SET TASK:
Return, character for character, the lines from the one bearing "Question. Indicate the tree stump" through the end of the material. Omit everything before that line.

◇ ◇ ◇ ◇ ◇ ◇ ◇

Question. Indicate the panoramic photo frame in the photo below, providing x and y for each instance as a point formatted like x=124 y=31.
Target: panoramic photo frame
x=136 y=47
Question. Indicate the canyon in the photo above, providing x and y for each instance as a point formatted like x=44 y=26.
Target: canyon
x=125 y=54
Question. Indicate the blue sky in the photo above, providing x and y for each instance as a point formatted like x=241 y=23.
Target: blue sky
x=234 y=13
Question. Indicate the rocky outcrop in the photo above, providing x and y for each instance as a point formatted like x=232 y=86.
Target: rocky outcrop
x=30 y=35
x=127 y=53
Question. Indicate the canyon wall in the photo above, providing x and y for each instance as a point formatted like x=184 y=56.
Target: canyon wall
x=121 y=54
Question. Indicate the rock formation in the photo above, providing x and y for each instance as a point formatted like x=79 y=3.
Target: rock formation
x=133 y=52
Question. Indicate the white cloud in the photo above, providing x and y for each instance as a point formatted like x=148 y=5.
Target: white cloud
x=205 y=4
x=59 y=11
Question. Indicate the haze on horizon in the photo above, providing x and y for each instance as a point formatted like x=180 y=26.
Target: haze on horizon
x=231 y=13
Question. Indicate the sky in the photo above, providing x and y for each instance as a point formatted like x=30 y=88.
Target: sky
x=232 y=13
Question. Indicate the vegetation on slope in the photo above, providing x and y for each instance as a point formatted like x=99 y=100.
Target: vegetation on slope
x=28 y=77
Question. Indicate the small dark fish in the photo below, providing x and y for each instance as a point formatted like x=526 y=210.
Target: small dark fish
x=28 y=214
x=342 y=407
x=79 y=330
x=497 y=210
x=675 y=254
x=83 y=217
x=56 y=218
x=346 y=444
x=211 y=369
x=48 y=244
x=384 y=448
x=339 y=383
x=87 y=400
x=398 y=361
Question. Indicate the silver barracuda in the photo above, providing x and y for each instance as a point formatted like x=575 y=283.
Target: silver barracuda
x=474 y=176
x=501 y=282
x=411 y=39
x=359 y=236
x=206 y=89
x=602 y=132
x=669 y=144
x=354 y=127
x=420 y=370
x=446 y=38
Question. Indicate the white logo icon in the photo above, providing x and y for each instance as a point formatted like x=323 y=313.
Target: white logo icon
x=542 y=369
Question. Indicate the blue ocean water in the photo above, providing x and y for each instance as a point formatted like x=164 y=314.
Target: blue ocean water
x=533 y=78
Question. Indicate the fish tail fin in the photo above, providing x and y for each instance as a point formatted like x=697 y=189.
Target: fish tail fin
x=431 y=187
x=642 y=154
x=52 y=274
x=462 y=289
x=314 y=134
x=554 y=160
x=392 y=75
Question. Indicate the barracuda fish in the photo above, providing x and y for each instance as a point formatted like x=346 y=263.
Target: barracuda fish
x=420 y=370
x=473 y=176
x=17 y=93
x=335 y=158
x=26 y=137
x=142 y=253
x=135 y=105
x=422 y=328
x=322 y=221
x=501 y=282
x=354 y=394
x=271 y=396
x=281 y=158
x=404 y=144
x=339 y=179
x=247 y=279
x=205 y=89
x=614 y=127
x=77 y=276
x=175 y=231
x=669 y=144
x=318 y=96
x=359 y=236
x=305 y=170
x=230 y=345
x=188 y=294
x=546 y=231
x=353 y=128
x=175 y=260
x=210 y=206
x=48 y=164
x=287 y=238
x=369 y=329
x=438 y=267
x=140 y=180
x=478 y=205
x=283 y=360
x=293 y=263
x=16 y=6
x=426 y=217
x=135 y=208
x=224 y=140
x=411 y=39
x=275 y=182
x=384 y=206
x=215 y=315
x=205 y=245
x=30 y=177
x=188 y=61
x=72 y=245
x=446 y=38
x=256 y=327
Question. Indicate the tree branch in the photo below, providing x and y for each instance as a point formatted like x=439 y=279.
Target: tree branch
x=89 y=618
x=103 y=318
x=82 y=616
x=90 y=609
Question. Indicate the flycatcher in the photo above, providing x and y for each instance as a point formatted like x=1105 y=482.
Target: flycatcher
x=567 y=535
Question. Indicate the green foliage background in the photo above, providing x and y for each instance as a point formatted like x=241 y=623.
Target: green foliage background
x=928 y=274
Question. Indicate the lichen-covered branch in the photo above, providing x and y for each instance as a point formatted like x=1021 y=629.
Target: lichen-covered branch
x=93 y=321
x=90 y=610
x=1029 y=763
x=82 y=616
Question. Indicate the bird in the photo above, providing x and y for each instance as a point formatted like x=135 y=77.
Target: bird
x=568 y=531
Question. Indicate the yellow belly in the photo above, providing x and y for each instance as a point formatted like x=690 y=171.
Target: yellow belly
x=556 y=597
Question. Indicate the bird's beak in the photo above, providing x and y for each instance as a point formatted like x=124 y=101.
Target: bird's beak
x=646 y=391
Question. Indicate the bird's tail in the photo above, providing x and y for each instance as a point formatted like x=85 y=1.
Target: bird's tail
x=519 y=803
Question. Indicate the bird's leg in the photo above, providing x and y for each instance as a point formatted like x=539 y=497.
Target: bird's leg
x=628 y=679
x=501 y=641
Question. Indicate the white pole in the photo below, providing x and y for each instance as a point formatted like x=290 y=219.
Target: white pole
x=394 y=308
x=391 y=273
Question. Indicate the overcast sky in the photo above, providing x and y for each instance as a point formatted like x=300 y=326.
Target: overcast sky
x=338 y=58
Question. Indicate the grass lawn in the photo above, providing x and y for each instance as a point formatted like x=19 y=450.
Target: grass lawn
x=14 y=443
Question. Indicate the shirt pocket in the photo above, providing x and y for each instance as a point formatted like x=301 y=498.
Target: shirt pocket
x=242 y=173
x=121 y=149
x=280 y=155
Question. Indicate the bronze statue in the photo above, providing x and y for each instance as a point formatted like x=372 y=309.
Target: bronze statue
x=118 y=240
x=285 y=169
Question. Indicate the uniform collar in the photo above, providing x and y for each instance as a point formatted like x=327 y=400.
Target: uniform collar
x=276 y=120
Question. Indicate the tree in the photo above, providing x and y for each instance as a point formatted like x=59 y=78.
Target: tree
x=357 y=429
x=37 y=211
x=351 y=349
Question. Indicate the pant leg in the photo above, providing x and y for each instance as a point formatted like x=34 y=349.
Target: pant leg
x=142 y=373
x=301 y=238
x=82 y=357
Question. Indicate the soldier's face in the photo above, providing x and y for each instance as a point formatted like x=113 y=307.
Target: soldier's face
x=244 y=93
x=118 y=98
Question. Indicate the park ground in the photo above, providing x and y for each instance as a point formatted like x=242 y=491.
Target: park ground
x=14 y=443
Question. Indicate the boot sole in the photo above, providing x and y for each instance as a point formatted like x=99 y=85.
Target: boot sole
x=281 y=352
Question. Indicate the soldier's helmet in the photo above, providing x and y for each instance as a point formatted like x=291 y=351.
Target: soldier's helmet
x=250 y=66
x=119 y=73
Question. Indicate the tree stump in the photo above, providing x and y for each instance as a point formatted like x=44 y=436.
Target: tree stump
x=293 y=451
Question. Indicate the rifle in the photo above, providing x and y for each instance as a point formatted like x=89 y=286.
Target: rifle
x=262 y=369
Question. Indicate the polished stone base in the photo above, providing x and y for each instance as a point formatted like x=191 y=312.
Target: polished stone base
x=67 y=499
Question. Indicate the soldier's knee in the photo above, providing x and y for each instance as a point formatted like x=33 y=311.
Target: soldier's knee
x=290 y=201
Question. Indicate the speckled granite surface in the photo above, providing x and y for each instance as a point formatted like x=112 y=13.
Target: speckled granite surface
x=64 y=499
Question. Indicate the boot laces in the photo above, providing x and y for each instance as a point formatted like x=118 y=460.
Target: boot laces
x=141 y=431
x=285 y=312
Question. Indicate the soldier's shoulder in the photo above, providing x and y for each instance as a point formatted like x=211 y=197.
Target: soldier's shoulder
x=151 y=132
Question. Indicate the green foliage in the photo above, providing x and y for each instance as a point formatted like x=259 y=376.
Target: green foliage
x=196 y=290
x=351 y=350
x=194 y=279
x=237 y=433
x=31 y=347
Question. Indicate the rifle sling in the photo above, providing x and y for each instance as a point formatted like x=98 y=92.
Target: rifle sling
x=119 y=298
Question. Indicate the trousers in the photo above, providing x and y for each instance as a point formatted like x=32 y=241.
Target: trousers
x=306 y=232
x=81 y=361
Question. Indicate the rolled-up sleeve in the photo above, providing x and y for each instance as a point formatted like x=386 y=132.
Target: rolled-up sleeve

◇ ◇ ◇ ◇ ◇ ◇ ◇

EXERCISE OUTPUT:
Question. Indicate the tree stump in the photo above, providing x and y for each instance as a point formatted like x=44 y=436.
Target: tree stump
x=293 y=451
Question. Indicate the rifle in the photo above, providing x and y for each instance as a point formatted like x=89 y=286.
Target: rifle
x=262 y=369
Question. Indicate the polished stone base in the photo above, providing x and y for each instance as a point formatted like x=191 y=312.
Target: polished stone base
x=67 y=499
Question. Indicate the soldier's knee in the photo above, providing x and y for each instance as a point formatted like x=33 y=311.
Target: soldier's knee
x=290 y=201
Question. Indicate the speckled granite surface in the photo above, providing x and y for each instance as a point formatted like x=112 y=13.
Target: speckled granite surface
x=64 y=499
Question. Indicate the boot laces in the photo above, providing x and y for each instance as a point formatted like x=118 y=460.
Target: boot laces
x=141 y=431
x=285 y=312
Question. Indicate the soldier's shoulder in the photo above, providing x and y for each instance as a point formatted like x=211 y=197.
Target: soldier's shoulder
x=151 y=132
Question. Indicate the green foliage in the photo above, providing x and y for each instance as a point formatted like x=259 y=376.
Target: green foliage
x=196 y=290
x=351 y=350
x=194 y=279
x=237 y=433
x=31 y=347
Question. Indicate the rifle sling in the photo above, providing x and y for each instance as a point formatted like x=98 y=92.
Target: rifle sling
x=119 y=298
Question. Indicate the trousers in the photo above, providing x and y for each instance as a point formatted like x=32 y=241.
Target: trousers
x=306 y=232
x=81 y=361
Question. Indicate the rolled-up sleeve in the photo above, providing x and y for each instance as a point formatted like x=386 y=132.
Target: rolled-up sleeve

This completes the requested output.